• PROBLEM TO SOLVE
Quote each line of the material verbatim, without the pictures.

[Source records]
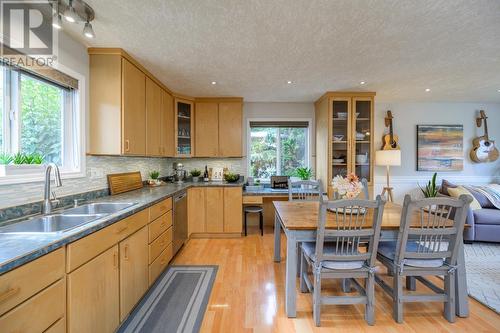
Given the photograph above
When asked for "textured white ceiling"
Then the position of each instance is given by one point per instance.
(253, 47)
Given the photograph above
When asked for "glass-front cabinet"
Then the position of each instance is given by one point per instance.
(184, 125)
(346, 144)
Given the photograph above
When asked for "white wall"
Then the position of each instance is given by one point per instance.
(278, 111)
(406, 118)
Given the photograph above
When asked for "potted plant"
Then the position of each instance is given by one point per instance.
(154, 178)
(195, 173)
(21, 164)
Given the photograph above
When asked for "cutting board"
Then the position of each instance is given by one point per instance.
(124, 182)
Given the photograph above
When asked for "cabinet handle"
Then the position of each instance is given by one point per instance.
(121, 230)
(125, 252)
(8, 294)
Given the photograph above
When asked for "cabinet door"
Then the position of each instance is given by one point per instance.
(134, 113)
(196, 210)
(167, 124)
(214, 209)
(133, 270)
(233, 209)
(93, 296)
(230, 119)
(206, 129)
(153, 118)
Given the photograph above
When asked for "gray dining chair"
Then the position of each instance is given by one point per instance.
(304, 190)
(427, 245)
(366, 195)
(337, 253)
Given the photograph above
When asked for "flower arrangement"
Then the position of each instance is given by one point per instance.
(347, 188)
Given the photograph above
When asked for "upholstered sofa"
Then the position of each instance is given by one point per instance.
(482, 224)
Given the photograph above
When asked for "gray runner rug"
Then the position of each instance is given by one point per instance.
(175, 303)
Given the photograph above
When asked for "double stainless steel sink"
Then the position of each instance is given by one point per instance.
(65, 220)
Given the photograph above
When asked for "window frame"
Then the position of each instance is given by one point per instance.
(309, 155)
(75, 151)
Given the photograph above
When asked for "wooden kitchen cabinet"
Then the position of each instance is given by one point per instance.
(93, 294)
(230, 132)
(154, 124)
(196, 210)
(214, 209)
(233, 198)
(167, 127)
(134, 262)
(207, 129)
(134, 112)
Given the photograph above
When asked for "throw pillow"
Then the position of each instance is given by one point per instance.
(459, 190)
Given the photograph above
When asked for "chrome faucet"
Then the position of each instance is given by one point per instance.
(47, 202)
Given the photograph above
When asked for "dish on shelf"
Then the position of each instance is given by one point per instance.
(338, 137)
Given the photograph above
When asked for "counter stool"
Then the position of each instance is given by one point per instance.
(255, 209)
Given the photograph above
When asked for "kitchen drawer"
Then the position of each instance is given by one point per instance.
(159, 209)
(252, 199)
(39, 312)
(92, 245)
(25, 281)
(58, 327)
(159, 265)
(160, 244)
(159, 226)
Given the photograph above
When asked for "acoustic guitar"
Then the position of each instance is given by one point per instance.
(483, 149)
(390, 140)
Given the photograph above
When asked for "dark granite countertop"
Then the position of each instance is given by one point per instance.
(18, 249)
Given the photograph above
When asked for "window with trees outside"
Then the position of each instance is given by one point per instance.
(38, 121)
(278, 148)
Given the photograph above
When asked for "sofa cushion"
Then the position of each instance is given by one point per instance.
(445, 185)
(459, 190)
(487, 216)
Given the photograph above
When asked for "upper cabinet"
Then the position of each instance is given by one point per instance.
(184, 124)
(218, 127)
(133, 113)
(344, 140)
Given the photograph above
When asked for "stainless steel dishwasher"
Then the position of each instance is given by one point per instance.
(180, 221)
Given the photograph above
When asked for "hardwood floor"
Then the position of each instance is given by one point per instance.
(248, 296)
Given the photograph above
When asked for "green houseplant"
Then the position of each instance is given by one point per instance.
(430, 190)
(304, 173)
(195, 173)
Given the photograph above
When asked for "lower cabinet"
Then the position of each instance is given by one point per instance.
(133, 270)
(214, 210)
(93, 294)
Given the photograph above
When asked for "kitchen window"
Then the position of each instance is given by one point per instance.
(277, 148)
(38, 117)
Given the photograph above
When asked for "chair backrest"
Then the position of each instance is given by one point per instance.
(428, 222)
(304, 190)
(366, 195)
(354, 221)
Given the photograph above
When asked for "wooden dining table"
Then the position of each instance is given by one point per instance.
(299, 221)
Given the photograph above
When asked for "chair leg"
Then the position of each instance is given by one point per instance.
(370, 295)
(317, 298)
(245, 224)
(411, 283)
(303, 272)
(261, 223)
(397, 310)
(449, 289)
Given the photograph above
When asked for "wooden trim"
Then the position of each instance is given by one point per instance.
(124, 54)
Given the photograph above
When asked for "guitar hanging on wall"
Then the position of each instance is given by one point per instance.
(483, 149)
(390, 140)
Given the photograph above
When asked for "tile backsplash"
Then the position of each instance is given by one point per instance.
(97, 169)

• SOLUTION TO THE EXERCISE
Given the photograph above
When asked for "textured white ceiling"
Then the position of each instance is given by one point per instance.
(253, 47)
Given the photograph above
When asked for "glass-front cabinet"
Then the position of each instance is given by one point per instance.
(184, 125)
(346, 144)
Given the photograph above
When asked for "white wall"
Then the position of each instance is given by one point per instance.
(278, 111)
(406, 118)
Given the photograph above
When asked for "potted plant"
Then the position of each instance is given by one point per instance.
(154, 178)
(195, 173)
(21, 164)
Given the photograph above
When asked for "cutting board"
Then the position of each instance is given by one point per instance.
(124, 182)
Given the photograph above
When asked for "cabinet handle"
Then the position of each instance is given by one point per instance.
(121, 230)
(125, 252)
(8, 294)
Given the photograph above
When asked for "cabinet door"
Then the position of each instance is given by one point per instance.
(134, 113)
(196, 210)
(167, 124)
(214, 209)
(133, 270)
(233, 209)
(93, 296)
(230, 119)
(206, 129)
(153, 118)
Given the photograph above
When asked for "gray dining chair"
Then the position of each instance is given by one point per instance.
(304, 190)
(427, 245)
(366, 195)
(337, 253)
Given the photograph above
When asked for "flower arrangement"
Then the position of each instance is given by one point per instance.
(347, 188)
Given the photograph above
When asked for "upholstered sofa"
Then the position of each instance is given by one point per instance.
(482, 224)
Given the photograph above
When asked for "gray runner rug"
Then the position of each instance is given by one point per instance.
(175, 303)
Given the photograph above
When asked for "double stainless steel sink"
Then the position of each instance is given by one point per instance.
(65, 220)
Given the photograph above
When asked for "window frame"
Then the position of each instance is given by one point per instance.
(309, 155)
(75, 151)
Given the photograph above
When asked for "wooden kitchen cabinet"
Then the position of each instance is given by one point per instance.
(93, 294)
(230, 132)
(154, 124)
(196, 210)
(214, 209)
(233, 198)
(167, 127)
(134, 262)
(207, 129)
(134, 112)
Given the photograph above
When asked for "throw pillow"
Then the position of each instance is given by one point per instance.
(459, 190)
Given the photograph above
When asked for "chrome faucet"
Then the position of each instance is given by one point per instance.
(47, 202)
Given the photograph above
When asked for "dish on shelf"
Then the position of each instance is given by one point per instance.
(338, 137)
Given the photograph above
When asked for "counter stool"
Then the position of each instance is given by one point per instance.
(255, 209)
Given the photograph above
When asked for "kitchen drawer"
Then the position of each instance is given by one point per instance.
(159, 209)
(252, 199)
(39, 312)
(92, 245)
(25, 281)
(58, 327)
(159, 265)
(160, 244)
(159, 226)
Given the photograph above
When asked for "acoustic guitar"
Then the position of each instance is given by one point per instance.
(483, 149)
(390, 140)
Given the photograph above
When asked for "dark granite countertop"
Then the position of each instance is given by one point per instance.
(18, 249)
Given the photograph above
When asked for "window with trees outside"
Then the position of each instance is given by one point per instance.
(38, 121)
(278, 148)
Given the photograph above
When asked for "sofa cushion"
Then the position of each instance is given by one point per instance.
(445, 185)
(459, 190)
(487, 216)
Given the photograph above
When asked for "upper cabinet"
Then the position of each instance is given by one point per instance.
(184, 124)
(218, 127)
(133, 113)
(344, 140)
Given the photograph above
When asked for "stainless steel dishwasher"
Then the position of each instance is given by one point per instance.
(180, 221)
Given the photograph above
When asked for "hardwood floor"
Then the position of each instance is given by one point per instance.
(248, 296)
Given the photograph above
When asked for "green houseplant"
Then the position of each instance is given by one point per instance.
(430, 190)
(304, 173)
(195, 173)
Given the photograph above
When asked for "lower cabinet"
Then the position of each instance is given by one point per instance.
(133, 270)
(214, 210)
(93, 294)
Given the photograph above
When asked for "kitchen window"
Then the position of each instance is given by one point per instance.
(277, 148)
(38, 117)
Given the photograph above
When asked for "chair backrest"
Then the position of each instance is given by one point per instance.
(428, 222)
(304, 190)
(366, 195)
(354, 221)
Given the photograph above
When asked for "wooden dining table"
Then the position of each instance is given by one point per instance.
(299, 221)
Given the photograph above
When asked for "chair leg"
Then the position of each instance is given by one point per instance.
(370, 295)
(317, 298)
(245, 224)
(411, 283)
(303, 272)
(261, 223)
(397, 310)
(449, 289)
Given the photograph above
When asked for "wooden trim"
Then the position of each instance is given by one point per instance.
(124, 54)
Given the photograph above
When asked for "guitar hanging on wall"
Then the position of each instance is given by one point per instance.
(483, 149)
(390, 140)
Given the photograph above
When asked for "tile backsplash"
Then the position of each instance is given by one point per instance.
(97, 169)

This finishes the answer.